## Tarefas propostas
1. Relacione todas as pessoas que o relato sobre o Centro Dom Vital apresenta como fundador e continuadores do centro.
2. Redija a continuação do relato sobre o Centro Dom Vital, começando logo após a última frase apresentada.

## Texto do exercício
----------------

José Arthur Rios
Diretor do Centro Dom Vital
Certa tarde dos anos 50, ia eu pela Praça XV, quando deparei-me com o escritor Gustavo Corção e o dominicano Frei Romeu Dale caminhando, quase correndo rumo a um casarão mal iluminado na esquina da rua Sete de Setembro. “Onde vão vocês com essa pressa?” “Vamos ao centro Dom Vital”. “Pena não poder ir com vocês”. Aí acho que foi Corção quem disse: ” Venha, venha, a porta é estreita mas sempre cabe mais um”.
Não fiquei surdo ao convite. Fui e fiquei longos serões. Eram às terças, na hora sexta. Íamos eu e minha noiva, ouvíamos uma conferência, às vezes simples comunicação, sempre importante. Seguia-se conversa, debate. Abria a sessão a oração de Santo Tomás de Aquino. O capelão rezava a missa.
A presença do capelão marcava a presença da Igreja, os leigos ali reunidos nada pretendiam inovar ou reformar apenas renovar um voto implícito de fidelidade a uma doutrina, ao patrimônio. A oração do Doutor Angélico era farol e fiel na aparente confusão do debate. Podia-se ouvir a ousadia de uma glosa, não aventura de uma contestação. Soma não divisão, muito menos redução mutiladora – pecados dos tempos.
No pensamento de seu fundador, Jackson de Figueiredo – e de seus continuadores – Alceu, Corção, Sobral Pinto o centro nesse tempo era a linha tensa mas nítida entre a doutrina da Igreja e a massa cinzenta do mundo – “mundo, mundo, se eu me chamasse Raimundo” – suspirava, naqueles tempos, Ciro dos Anjos. O mundo fervente de magia e ilusões era ressaca. Batia no cais, nele bem plantada a cruz – a oposição vigilante, o erro, a covardia, a mentira.

----------------

## Registros de dados armazenados
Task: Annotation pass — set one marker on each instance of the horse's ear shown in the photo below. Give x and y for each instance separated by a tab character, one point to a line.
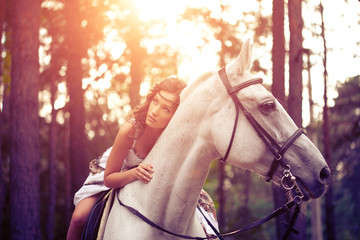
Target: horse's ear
244	58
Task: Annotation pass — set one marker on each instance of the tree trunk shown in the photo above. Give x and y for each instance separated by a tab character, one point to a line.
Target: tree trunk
278	90
137	55
329	202
316	224
24	110
77	153
2	183
52	167
295	84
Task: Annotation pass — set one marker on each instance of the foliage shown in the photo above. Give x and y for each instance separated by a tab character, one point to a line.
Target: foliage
345	118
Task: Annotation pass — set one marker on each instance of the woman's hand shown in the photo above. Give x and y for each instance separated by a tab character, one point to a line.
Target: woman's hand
144	172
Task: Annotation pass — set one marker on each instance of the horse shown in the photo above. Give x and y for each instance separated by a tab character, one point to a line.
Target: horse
200	131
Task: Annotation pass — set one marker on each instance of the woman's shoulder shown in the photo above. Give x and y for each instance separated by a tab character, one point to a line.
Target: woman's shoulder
135	128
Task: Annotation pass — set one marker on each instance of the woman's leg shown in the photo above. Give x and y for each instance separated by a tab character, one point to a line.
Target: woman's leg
79	217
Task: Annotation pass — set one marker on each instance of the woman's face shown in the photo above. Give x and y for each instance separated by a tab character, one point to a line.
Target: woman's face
161	109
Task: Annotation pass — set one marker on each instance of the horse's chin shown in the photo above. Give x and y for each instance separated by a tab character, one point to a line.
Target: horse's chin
306	192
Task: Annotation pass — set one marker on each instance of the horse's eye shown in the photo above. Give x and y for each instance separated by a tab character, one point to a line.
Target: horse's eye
268	107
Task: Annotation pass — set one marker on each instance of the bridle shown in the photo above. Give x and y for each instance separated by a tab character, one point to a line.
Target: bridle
272	145
288	180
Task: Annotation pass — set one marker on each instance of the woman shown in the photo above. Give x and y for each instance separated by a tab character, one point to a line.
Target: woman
133	142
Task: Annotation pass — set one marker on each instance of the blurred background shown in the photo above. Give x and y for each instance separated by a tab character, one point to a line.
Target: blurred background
71	70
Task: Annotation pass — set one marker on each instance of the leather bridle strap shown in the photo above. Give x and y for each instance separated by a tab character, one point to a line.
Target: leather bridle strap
271	144
281	153
286	207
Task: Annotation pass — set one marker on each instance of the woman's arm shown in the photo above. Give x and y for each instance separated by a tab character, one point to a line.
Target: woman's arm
113	178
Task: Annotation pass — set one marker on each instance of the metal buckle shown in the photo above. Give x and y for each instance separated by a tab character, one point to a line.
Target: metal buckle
288	180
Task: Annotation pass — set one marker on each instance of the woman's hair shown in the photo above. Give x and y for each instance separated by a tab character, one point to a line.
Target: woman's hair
171	85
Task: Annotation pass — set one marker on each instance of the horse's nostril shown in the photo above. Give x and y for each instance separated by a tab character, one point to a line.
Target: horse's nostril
325	174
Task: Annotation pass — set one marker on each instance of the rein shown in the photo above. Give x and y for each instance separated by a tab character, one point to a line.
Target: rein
288	181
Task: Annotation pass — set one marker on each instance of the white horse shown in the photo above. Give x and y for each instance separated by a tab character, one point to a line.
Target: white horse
198	133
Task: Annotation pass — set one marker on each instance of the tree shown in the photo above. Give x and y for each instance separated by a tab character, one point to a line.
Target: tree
75	53
345	143
278	90
24	171
329	205
295	82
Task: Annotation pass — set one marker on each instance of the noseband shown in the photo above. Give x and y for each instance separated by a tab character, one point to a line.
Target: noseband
272	145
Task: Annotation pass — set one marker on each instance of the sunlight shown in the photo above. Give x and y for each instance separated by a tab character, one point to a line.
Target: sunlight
159	9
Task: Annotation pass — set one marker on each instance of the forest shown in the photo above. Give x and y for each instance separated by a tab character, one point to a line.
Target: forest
71	71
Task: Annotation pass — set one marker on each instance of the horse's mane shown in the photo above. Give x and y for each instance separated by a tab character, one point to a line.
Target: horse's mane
193	85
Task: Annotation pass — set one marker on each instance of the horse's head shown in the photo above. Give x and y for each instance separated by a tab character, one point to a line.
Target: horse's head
266	133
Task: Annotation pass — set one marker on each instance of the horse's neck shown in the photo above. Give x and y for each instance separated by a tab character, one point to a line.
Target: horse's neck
181	160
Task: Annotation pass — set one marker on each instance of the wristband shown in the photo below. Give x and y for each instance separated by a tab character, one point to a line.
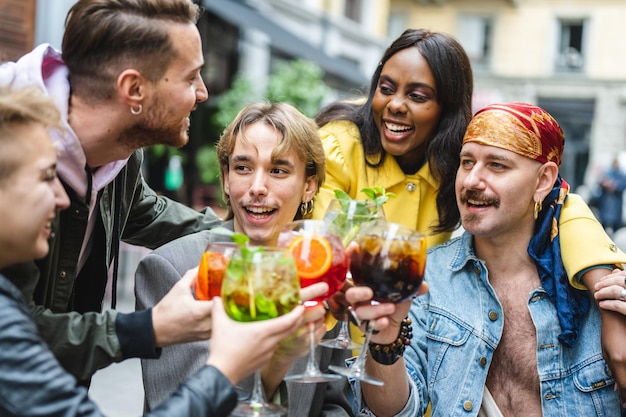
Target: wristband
389	354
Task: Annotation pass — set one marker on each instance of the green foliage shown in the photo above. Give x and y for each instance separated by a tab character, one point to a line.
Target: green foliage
208	165
229	103
299	83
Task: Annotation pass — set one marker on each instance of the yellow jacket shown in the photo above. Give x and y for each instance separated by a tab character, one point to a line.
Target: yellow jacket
414	204
584	243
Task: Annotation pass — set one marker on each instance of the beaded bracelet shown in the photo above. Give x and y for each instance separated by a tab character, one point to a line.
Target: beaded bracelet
389	354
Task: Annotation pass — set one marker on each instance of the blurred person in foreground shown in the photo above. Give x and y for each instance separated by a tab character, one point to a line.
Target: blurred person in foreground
488	336
32	382
271	166
128	77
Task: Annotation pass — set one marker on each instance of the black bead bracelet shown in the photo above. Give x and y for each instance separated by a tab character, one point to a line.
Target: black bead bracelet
389	354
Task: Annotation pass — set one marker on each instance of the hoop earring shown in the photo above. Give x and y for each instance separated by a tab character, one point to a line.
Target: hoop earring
538	208
138	111
306	207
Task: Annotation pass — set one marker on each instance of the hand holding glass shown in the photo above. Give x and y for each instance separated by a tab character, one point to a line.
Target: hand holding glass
390	259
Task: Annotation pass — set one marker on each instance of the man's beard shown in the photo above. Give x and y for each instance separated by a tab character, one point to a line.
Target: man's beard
151	130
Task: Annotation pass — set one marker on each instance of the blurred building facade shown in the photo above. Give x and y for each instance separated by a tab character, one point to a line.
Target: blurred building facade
567	56
248	37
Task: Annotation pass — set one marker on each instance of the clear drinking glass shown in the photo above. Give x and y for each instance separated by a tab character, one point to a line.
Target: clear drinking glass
260	283
390	259
320	257
347	216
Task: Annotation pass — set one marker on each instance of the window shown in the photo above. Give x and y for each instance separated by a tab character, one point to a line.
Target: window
475	36
353	10
570	56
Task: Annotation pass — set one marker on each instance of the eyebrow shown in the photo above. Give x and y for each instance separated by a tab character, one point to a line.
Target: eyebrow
275	161
50	170
411	85
283	162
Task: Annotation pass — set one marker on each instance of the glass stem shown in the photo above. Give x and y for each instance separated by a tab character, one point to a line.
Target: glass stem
359	363
344	331
311	367
258	395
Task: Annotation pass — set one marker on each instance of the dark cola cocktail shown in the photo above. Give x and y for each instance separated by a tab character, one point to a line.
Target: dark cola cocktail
390	259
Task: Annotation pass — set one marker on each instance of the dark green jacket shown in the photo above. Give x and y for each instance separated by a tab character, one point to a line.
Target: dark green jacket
66	307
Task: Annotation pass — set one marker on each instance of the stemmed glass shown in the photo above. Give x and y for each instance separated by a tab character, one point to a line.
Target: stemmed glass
347	215
320	257
213	263
390	259
260	283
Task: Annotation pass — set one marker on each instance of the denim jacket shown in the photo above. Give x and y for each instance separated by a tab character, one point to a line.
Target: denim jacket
457	326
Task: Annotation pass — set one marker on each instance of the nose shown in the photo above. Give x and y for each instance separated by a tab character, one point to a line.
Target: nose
202	94
259	184
473	178
396	104
62	201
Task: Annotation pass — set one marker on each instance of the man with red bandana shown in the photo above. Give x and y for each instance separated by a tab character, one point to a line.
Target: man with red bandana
500	330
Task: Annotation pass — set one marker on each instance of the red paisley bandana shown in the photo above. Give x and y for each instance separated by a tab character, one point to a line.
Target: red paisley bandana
522	128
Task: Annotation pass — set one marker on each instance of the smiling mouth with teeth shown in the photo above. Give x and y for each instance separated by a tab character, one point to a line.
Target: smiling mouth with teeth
397	128
260	211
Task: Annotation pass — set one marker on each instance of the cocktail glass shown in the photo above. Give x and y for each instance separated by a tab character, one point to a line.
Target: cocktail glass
211	270
260	283
390	259
320	257
347	216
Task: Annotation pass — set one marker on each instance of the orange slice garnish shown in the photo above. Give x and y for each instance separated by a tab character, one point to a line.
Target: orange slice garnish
313	255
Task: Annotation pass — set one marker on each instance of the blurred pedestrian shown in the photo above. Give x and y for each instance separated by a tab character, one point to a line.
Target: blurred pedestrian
611	197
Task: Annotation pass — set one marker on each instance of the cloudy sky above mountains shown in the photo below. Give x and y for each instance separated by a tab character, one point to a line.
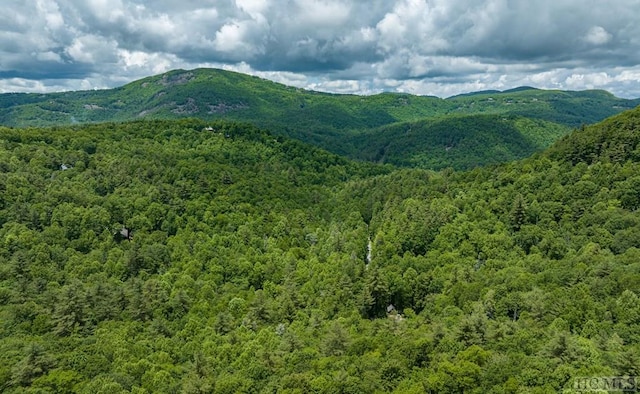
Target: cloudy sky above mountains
431	47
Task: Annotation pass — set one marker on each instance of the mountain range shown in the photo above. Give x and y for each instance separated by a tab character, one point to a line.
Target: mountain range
461	132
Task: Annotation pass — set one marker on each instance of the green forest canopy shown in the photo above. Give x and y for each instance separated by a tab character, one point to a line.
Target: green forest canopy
248	267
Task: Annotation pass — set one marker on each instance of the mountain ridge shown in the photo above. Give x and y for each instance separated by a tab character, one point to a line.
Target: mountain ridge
340	123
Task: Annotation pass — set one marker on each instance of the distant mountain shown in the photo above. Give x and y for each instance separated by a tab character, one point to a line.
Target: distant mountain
459	142
343	124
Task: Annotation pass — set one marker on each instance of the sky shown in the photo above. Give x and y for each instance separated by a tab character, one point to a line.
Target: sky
425	47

----------------

## Respostas apresentadas
1.
Jackson de Figueiredo (fundador)
Alceu
Corção
Sobral Pinto

2.
Pela tribuna do Centro, naquela sala modesta, depois em recintos mais dignos passaram escritores, poetas, pensadores. Alceu de Amoroso e Lima falava de literatura, Murilo Mendes e Augusto Frederico Schmidt – de poesia; Fernando Carneiro de eutanásia e da cristianização da medicina; Américo Piquet Carneiro – da mentira do materialismo evolucionista. A estreita lauda concedida não permite mencionar tantos outros nem mesmo os estrangeiros, aves de passagem, exilados como George Bernanos que nos traziam as angústias da guerra, a ocupação da Europa, os holocaustos, racismos e colonialismos, – agonia de um mundo velho que desmoronava e os triunfalismos da terra nova que emergia das ruínas. Hoje, outros serão os temas, as angústias são as mesmas.
Era isso o Centro Dom Vital, é o que esperamos que continue a ser na sua missão sempre renovável a serviço da Palavra, modesta lâmpada votiva no altar da Fé.